Passage to read:
As an undergraduate at Cambridge from 1961 to 1965, I did the natural sciences tripos which covered most of the science subjects of that time. I chose to do physics, mathematics, chemistry and biochemistry because I enjoyed the chemistry at school. My color blindness again made this very frustrating and my poor memory made organic chemistry a bit of a nightmare as there were many situations where guessing did not work. I remember one situation in a biochemical experiment, where I ended up with a test tube containing some nondescript fluid. I was staring at it wondering what I should see in it or if I should do something else to the contents when, suddenly, it started to change color. Instinctively, I averted my gaze just before the test tube exploded. To this day, I have no idea what happened but that episode confirmed that chemistry was not for me and that the less dangerous and less memory intensive subject of physics would be my best bet. For fun, I joined the Cambridge Climbing Club which ran a bus or minibus to Derbyshire or North Wales every weekend. I discovered I was good at rock climbing and enjoyed the thrill of being high on a cliff with almost nothing to stop a fatal fall. From that moment, climbing at weekends became like a drug and I became obsessed by the sport.

About this time my grandmother died at age ninety-two and left me a small bequest which I promptly spent on a car and the necessary insurance. With the help of my little car a typical weekend would be scheduled as: Friday evening – drive as fast as possible to Llanberis pass in North Wales or to the Lake District or, in the cold winter, to Glencoe or Ben Nevis in Scotland for the ice climbing. Climb on Saturday and Sunday, if not raining, and drive back to Cambridge late Sunday night and early Monday morning. Then I would sleep until I woke too late to go to class, thus not having any lecture notes. The weekly tutorials kept my nose to the grindstone and rescued my academic career.

Given records:
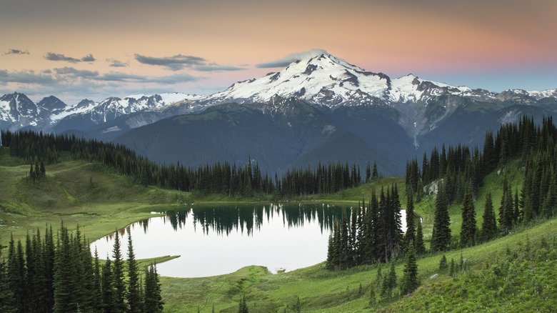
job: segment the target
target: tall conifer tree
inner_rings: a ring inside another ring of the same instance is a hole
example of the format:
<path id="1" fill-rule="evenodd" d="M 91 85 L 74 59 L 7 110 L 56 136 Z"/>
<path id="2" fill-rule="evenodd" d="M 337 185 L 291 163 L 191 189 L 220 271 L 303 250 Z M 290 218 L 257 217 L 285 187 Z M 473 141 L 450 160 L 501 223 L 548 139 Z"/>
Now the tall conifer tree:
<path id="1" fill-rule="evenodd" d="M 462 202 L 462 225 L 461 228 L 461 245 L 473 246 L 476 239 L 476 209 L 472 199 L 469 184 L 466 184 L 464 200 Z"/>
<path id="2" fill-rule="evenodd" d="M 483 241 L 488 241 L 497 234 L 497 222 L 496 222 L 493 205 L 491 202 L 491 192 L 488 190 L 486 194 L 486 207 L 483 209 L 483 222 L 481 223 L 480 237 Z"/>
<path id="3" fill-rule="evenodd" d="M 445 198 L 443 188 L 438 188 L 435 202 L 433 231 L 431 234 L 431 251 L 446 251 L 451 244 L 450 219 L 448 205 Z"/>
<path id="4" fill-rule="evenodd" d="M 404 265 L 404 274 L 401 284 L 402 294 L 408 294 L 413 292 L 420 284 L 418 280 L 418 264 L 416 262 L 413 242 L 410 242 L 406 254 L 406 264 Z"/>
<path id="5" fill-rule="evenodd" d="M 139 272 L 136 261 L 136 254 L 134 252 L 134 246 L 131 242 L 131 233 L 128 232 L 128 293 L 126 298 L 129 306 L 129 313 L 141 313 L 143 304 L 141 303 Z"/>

--

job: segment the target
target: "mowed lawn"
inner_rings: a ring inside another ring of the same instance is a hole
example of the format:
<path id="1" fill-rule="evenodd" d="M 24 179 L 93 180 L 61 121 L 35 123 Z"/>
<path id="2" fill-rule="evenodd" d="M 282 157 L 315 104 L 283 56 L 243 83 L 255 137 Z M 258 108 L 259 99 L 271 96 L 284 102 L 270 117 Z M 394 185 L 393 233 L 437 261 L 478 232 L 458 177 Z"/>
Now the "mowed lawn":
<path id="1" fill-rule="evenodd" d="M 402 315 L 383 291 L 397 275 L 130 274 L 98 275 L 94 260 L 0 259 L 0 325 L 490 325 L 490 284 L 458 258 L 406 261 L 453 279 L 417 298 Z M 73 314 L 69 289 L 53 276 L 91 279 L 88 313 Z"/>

--

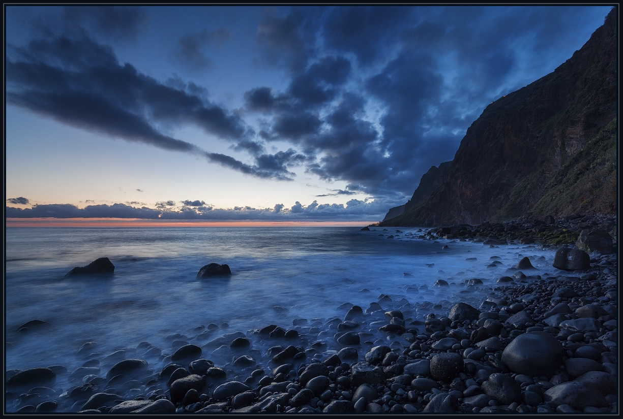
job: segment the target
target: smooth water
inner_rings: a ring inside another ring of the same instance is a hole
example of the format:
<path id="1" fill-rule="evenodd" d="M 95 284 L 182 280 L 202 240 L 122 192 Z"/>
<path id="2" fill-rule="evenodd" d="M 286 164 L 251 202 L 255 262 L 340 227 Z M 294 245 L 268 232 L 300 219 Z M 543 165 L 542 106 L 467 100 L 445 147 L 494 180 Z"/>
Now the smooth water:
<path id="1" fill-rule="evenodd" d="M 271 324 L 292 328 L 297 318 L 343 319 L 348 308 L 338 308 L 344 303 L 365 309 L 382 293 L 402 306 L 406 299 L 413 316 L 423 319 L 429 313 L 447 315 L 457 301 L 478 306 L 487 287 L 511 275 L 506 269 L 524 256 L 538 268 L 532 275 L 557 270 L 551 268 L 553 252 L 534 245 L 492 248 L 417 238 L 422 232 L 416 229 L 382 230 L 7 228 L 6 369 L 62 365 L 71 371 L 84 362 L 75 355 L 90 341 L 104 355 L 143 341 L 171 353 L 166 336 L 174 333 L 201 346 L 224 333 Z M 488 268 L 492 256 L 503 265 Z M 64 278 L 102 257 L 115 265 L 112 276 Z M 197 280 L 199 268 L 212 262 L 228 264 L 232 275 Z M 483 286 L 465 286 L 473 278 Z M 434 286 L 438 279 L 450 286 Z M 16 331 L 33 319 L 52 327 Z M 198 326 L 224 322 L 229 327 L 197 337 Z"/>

Required actions:
A) Answer these questions about the passage on studying at Cambridge:
(i) Which four subjects did the writer choose for the natural sciences tripos?
(ii) What club did the writer join for fun?
(iii) On what did the writer spend the grandmother's bequest?
B) Repeat the passage on studying at Cambridge from "About this time" up to and including "my academic career.".

Results for each task:
A)
(i) Physics, mathematics, chemistry and biochemistry.
(ii) The Cambridge Climbing Club.
(iii) A car and the necessary insurance.

B)
About this time my grandmother died at age ninety-two and left me a small bequest which I promptly spent on a car and the necessary insurance. With the help of my little car a typical weekend would be scheduled as: Friday evening – drive as fast as possible to Llanberis pass in North Wales or to the Lake District or, in the cold winter, to Glencoe or Ben Nevis in Scotland for the ice climbing. Climb on Saturday and Sunday, if not raining, and drive back to Cambridge late Sunday night and early Monday morning. Then I would sleep until I woke too late to go to class, thus not having any lecture notes. The weekly tutorials kept my nose to the grindstone and rescued my academic career.